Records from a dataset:
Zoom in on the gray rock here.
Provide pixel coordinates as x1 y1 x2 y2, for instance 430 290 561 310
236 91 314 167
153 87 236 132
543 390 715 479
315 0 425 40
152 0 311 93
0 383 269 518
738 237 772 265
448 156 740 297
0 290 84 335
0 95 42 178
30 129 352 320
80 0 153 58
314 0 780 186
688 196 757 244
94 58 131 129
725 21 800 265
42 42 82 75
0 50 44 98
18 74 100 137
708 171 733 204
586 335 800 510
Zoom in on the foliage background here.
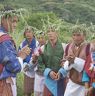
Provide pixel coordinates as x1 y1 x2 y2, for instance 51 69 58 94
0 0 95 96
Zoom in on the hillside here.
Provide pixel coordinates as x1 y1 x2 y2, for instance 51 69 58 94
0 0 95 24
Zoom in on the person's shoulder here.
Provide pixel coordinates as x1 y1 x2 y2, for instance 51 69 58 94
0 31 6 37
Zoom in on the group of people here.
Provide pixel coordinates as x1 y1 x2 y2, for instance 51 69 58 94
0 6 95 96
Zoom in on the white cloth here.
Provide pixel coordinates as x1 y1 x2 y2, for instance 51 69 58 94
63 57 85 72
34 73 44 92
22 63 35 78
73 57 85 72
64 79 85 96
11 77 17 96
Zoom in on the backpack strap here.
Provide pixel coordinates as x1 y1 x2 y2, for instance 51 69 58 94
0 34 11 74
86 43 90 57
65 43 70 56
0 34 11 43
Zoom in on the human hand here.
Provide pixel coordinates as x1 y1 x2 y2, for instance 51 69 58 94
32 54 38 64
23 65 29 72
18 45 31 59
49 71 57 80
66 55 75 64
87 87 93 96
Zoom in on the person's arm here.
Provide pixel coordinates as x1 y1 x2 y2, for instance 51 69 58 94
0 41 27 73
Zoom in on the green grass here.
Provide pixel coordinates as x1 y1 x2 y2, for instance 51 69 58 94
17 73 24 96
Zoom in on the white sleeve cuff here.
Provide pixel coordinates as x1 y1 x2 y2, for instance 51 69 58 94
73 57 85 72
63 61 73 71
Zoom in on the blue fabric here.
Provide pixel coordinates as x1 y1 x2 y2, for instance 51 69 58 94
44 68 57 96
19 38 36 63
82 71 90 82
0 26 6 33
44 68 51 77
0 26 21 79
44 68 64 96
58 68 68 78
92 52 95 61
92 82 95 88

-- Work to do --
Show each line of the material above that contains the word "white", matching case exactly.

-- Correct result --
Zoom in on the white cloth here.
Zoom in on the white sleeve cuff here.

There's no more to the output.